(Dataset records)

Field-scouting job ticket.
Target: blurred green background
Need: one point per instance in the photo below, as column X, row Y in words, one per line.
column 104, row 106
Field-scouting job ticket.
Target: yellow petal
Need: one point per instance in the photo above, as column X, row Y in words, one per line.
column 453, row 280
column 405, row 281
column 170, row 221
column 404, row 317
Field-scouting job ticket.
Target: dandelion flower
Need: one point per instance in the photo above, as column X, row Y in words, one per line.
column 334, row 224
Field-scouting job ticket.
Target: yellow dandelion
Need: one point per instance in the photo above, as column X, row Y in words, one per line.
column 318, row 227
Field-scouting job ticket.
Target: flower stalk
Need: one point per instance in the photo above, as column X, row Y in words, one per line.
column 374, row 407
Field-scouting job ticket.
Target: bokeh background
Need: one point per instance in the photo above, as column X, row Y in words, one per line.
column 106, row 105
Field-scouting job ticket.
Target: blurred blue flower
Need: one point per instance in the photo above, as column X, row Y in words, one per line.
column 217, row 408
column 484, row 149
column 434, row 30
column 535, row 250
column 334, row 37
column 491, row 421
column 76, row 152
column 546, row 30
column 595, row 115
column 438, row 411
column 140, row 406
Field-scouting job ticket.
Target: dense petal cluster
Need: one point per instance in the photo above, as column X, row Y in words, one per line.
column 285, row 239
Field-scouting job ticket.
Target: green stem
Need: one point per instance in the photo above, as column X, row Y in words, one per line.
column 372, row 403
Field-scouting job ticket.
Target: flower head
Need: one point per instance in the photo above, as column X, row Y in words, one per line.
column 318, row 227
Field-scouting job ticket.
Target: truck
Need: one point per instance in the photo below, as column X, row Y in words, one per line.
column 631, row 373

(End Dataset records)
(Dataset records)

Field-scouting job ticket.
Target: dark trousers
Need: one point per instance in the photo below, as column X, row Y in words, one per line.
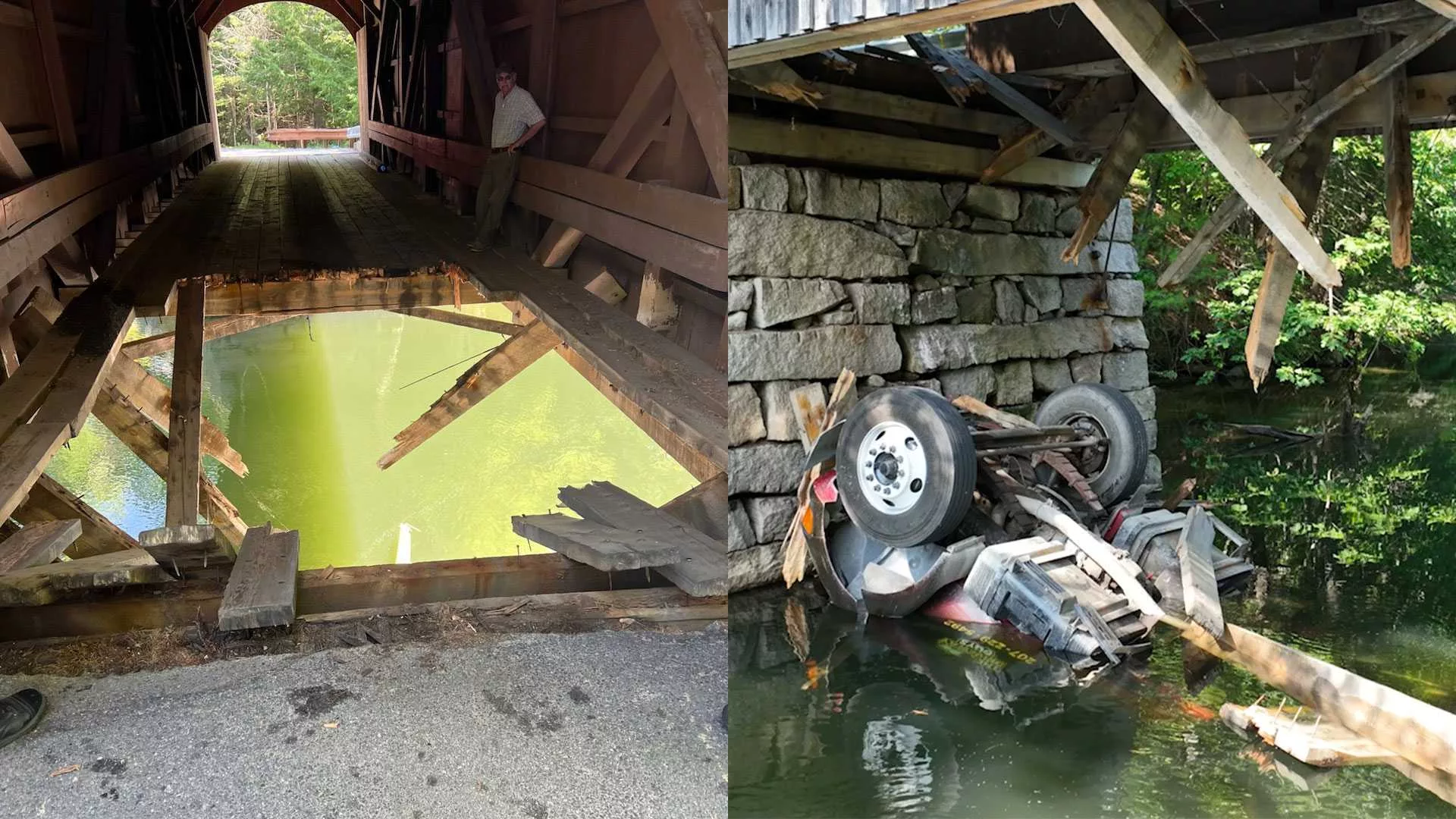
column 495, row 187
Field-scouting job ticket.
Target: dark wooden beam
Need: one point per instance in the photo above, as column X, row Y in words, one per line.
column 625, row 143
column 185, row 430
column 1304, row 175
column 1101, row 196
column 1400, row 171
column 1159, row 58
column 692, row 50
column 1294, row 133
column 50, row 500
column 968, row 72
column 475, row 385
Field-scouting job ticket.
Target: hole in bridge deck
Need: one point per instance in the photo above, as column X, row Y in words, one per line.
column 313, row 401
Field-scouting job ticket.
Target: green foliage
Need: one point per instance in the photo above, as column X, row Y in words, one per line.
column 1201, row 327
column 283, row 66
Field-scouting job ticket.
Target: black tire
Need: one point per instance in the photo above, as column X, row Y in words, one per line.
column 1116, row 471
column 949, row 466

(End Dataset records)

◆ **What is required**:
Among the lines above, which ones include the word "dark"? Copy them.

◆ **Your solution**:
Target: dark trousers
Target: dark wooden beam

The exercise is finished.